* Start Data extract *

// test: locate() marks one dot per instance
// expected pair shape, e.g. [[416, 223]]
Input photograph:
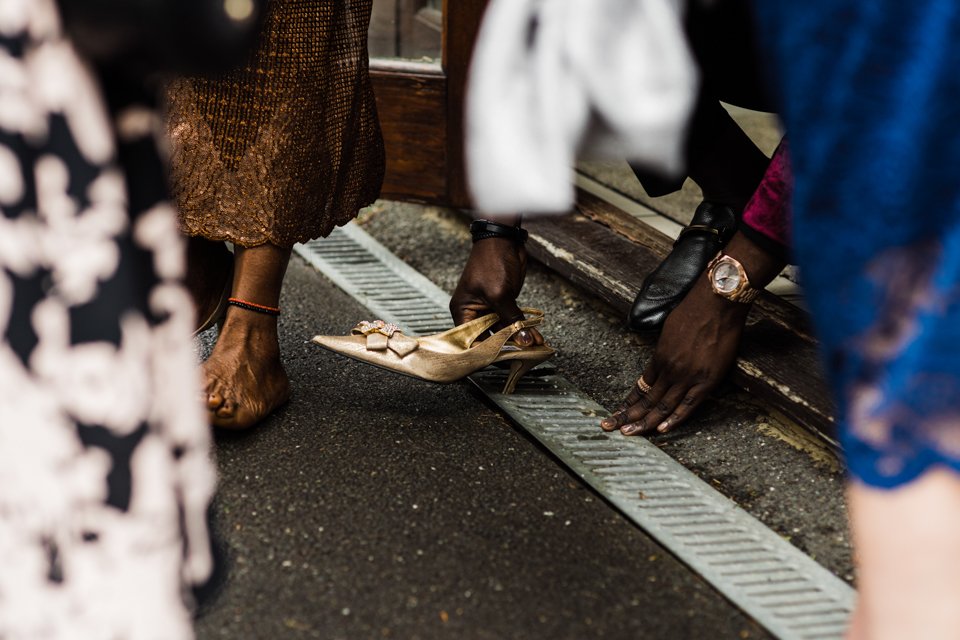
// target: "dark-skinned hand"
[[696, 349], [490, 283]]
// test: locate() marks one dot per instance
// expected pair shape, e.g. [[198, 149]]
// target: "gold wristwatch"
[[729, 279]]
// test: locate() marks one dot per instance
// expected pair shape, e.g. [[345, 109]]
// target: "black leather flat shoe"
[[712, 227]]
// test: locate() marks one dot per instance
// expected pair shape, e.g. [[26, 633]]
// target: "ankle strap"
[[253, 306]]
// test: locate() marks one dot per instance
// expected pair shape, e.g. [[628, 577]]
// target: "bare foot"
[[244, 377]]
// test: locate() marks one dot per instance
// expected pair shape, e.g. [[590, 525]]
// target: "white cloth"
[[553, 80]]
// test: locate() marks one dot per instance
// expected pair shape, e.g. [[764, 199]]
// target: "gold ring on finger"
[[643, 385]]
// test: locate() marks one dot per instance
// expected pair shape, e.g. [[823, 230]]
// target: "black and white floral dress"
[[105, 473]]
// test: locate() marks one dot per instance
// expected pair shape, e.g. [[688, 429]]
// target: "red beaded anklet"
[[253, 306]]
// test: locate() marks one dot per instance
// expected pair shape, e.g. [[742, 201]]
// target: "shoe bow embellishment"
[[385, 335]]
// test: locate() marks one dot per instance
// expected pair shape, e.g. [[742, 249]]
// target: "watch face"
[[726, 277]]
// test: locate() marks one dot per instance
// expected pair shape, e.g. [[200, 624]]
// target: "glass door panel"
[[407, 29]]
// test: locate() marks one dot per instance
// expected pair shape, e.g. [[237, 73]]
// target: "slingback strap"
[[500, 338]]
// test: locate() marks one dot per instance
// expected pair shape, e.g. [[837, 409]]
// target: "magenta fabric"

* End Data extract *

== Your goal ==
Pull out every line in the records above that contains the word "black". Matches must have the same case.

== Exercise answer ==
// target: "black leather flat shoe"
// target: "black and white floral dress"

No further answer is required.